- Provided records -
____________

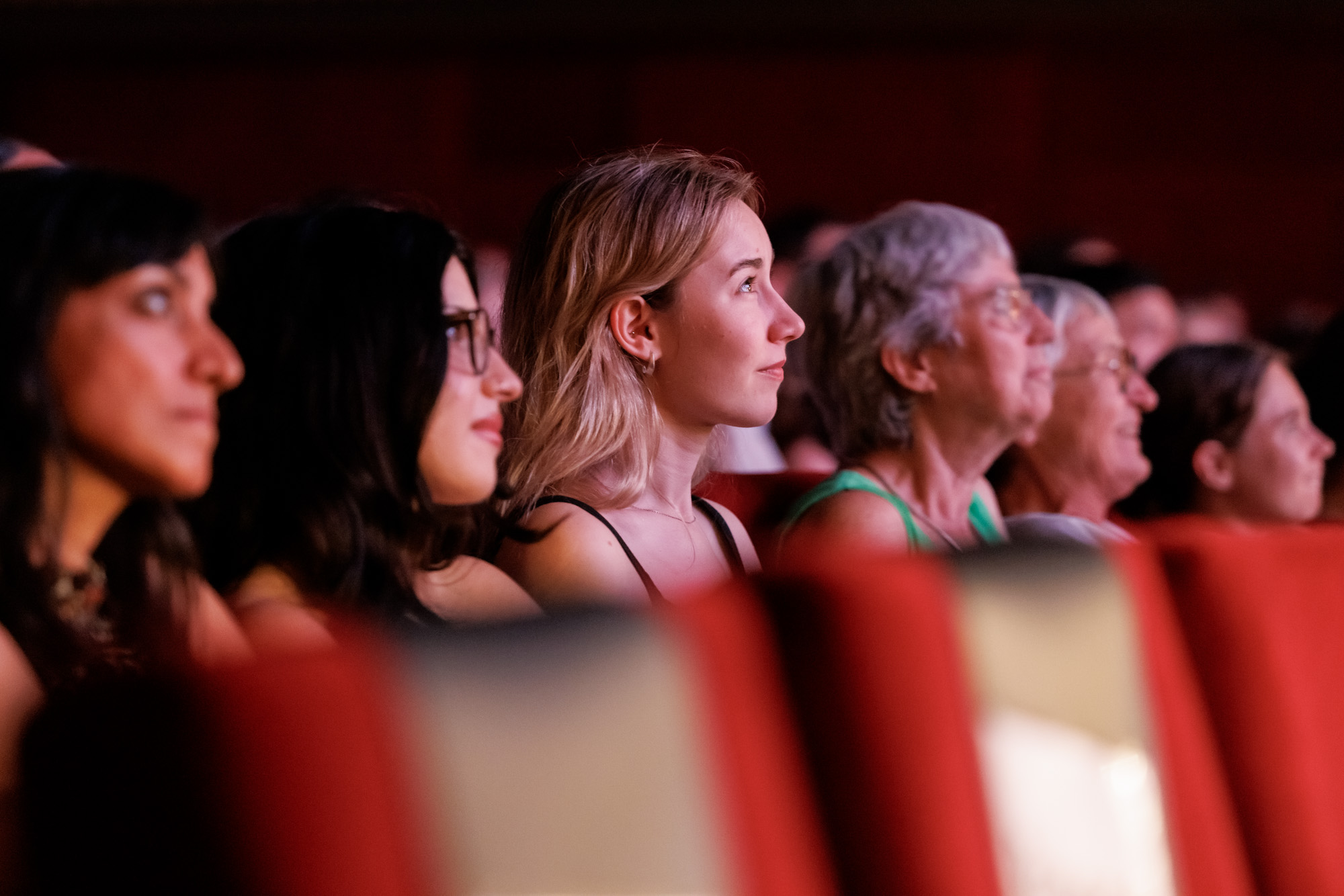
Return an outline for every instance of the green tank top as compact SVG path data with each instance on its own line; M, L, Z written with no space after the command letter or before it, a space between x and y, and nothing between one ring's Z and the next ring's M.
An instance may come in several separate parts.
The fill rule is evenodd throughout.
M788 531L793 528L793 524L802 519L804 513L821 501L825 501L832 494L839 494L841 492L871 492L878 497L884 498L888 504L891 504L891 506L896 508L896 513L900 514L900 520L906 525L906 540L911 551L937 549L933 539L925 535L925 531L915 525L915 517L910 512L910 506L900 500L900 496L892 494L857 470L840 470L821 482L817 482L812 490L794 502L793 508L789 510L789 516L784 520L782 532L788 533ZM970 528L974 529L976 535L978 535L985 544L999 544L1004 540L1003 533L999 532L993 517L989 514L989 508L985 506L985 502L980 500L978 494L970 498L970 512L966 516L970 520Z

____________

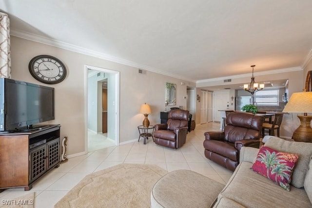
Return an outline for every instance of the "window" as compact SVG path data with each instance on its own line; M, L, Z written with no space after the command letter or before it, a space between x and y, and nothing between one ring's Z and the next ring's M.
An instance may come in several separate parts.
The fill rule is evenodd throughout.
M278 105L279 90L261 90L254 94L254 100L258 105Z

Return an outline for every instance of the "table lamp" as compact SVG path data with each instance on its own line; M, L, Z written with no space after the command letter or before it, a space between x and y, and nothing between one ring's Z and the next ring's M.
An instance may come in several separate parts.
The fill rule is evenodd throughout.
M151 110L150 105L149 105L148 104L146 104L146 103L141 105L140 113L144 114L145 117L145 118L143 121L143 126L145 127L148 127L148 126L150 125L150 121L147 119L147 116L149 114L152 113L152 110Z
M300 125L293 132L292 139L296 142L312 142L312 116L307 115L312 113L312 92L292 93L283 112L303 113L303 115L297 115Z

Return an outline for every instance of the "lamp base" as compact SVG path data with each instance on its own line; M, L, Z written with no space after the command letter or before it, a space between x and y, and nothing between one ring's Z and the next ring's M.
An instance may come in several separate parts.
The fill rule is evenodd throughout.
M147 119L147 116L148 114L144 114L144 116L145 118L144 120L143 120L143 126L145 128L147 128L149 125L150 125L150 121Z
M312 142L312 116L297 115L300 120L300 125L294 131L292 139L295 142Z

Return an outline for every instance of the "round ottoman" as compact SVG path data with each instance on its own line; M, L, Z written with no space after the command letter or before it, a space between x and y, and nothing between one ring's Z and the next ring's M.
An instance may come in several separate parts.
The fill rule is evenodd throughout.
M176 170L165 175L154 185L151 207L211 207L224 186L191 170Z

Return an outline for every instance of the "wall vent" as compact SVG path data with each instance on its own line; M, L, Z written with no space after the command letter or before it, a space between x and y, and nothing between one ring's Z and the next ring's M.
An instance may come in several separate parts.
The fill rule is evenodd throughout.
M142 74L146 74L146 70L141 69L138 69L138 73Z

____________

- Problem details -
Could you put each line, from the line containing "Return an outline for every instance of the green" up to and including the line containing "M788 531L793 528L793", into a Markdown table with the columns "Line No." and "Text", leaving out any blank lines?

- Exercise output -
| Line No. | Text |
|---|---|
| 1 | Return an outline for every instance of the green tank top as compact SVG path data with each instance on its own line; M, L, Z written with no space after the command letter or before it, a space between x and y, and nothing between one ring's Z and the next ring's M. |
| 2 | An instance may come in several separate parts. |
| 3 | The fill rule is evenodd throughout. |
| 4 | M788 531L793 528L793 524L802 519L804 513L821 501L825 501L832 494L839 494L841 492L871 492L878 497L884 498L888 504L891 504L891 506L896 508L896 513L900 514L900 520L906 525L906 540L911 551L937 549L933 539L925 535L925 531L915 525L915 517L910 512L910 506L900 500L900 496L892 494L857 470L840 470L821 482L817 482L812 490L794 502L793 508L789 510L789 516L784 520L782 532L788 533ZM970 528L974 529L976 535L978 535L985 544L999 544L1004 540L1003 533L999 532L993 517L989 514L989 508L985 506L985 502L980 500L978 494L970 498L970 512L966 516L970 520Z |